▶ _Consigne de travail A_: Expliquez en une à trois phrases pourquoi, selon l'article sur l'enquête consacrée au nuage de Tchernobyl, la cour d'appel de Paris a prononcé un non-lieu.
▶ _Consigne de travail B_: Recopiez fidèlement le passage de l'article sur le nuage de Tchernobyl depuis « L'enquête sur l'impact » jusqu'à « dans cette affaire. » inclus.
▶ _Consigne de travail C_: Rédigez la suite de l'article sur l'enquête liée au nuage de Tchernobyl, en reprenant après sa dernière phrase.

====== Extrait à lire

L'enquête sur l'impact du nuage de Tchernobyl en France s'est achevée mercredi par un non-lieu, 10 ans après son ouverture, la cour d'appel de Paris estimant que la catastrophe nucléaire de 1986 n'a pas eu de conséquences sanitaires mesurables en France.

La chambre de l'instruction de la cour d'appel a en particulier mis hors de cause l'ancien patron du Service central de protection contre les rayons ionisants (SCPRI), le Professeur Pierre Pellerin, seul mis en examen, pour «tromperie aggravée», en 2006 dans cette affaire.

«C'est un point final à ce dossier. L'association qui regroupe les victimes va se pourvoir en cassation contre cet arrêt pour avoir épuisé toutes les voies de recours», a dit Me Bernard Fau, l'avocat des parties civiles.

============
====== Données présentées

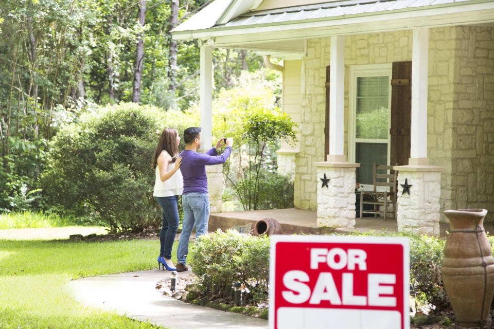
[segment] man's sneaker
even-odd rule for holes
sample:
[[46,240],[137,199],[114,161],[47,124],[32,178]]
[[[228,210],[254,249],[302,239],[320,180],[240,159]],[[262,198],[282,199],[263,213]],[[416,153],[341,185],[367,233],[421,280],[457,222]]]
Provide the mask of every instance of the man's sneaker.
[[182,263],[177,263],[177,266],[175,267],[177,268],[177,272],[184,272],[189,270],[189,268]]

============
====== Données présentées

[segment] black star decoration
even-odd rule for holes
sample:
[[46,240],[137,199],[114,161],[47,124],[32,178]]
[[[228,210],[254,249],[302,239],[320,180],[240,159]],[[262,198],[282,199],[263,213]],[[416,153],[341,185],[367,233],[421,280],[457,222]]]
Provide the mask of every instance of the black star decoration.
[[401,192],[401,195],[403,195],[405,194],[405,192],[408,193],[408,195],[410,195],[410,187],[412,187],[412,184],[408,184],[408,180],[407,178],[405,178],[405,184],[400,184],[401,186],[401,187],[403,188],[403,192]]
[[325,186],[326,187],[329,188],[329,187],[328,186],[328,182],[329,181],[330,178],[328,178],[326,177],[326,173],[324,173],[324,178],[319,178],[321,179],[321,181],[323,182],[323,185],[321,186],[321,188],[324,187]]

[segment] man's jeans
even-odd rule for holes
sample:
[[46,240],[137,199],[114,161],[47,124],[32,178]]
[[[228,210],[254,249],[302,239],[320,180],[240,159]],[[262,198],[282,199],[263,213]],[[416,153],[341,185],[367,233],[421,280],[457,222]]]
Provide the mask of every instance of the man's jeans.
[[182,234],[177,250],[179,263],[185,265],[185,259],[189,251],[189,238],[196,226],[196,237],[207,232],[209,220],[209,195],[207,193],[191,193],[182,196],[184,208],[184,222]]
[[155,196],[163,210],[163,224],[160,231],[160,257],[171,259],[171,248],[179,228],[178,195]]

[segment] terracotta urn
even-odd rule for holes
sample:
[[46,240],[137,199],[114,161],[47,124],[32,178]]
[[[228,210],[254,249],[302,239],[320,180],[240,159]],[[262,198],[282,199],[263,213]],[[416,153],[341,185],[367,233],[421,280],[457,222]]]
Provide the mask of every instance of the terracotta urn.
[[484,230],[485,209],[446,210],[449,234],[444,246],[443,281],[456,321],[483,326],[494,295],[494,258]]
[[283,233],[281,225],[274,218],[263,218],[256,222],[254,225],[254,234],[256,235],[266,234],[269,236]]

============

▶ _Réponse finale A_: La cour d'appel de Paris a prononcé un non-lieu parce qu'elle a estimé que la catastrophe nucléaire de 1986 n'avait pas eu de conséquences sanitaires mesurables en France.

▶ _Réponse finale B_:
L'enquête sur l'impact du nuage de Tchernobyl en France s'est achevée mercredi par un non-lieu, 10 ans après son ouverture, la cour d'appel de Paris estimant que la catastrophe nucléaire de 1986 n'a pas eu de conséquences sanitaires mesurables en France.

La chambre de l'instruction de la cour d'appel a en particulier mis hors de cause l'ancien patron du Service central de protection contre les rayons ionisants (SCPRI), le Professeur Pierre Pellerin, seul mis en examen, pour «tromperie aggravée», en 2006 dans cette affaire.

▶ _Réponse finale C_:
«C'est une décision qui va laisser un goût amer du point de vue des victimes (...) et chez tous ceux qui, dans la société civile, ont attaché un intérêt à l'impact que peut avoir un nuage radioactif survolant un pays après une catastrophe nucléaire», a-t-il ajouté.

Une colère qui ne s'est pas fait attendre, notamment en Corse: «Avec ce non-lieu, on s'est moqué de nous», a déclaré le Dr Denis Fauconnier, généraliste aujourd'hui retraité, qui avait le premier évoqué des retombées sur la population insulaire.

«Les dégâts provoqués étaient connus au plus haut niveau de l'État», a-t-il ajouté, affirmant que «les preuves de la répercussion du passage du nuage radioactif sur la Corse sont irréfutables».

L'enquête avait été ouverte en 2001 après une plainte déposée par l'Association française des malades de la thyroïde (AFMT) et une autre de la Commission de recherche et d'information indépendante sur la radioactivité (CRIIRAD).

La juge d'instruction Marie-Odile Bertella-Geffroy avait concentré ses investigations sur les informations communiquées en termes de radioactivité sur l'Hexagone au moment du passage du nuage au printemps 1986, en particulier sur une minimisation des risques encourus.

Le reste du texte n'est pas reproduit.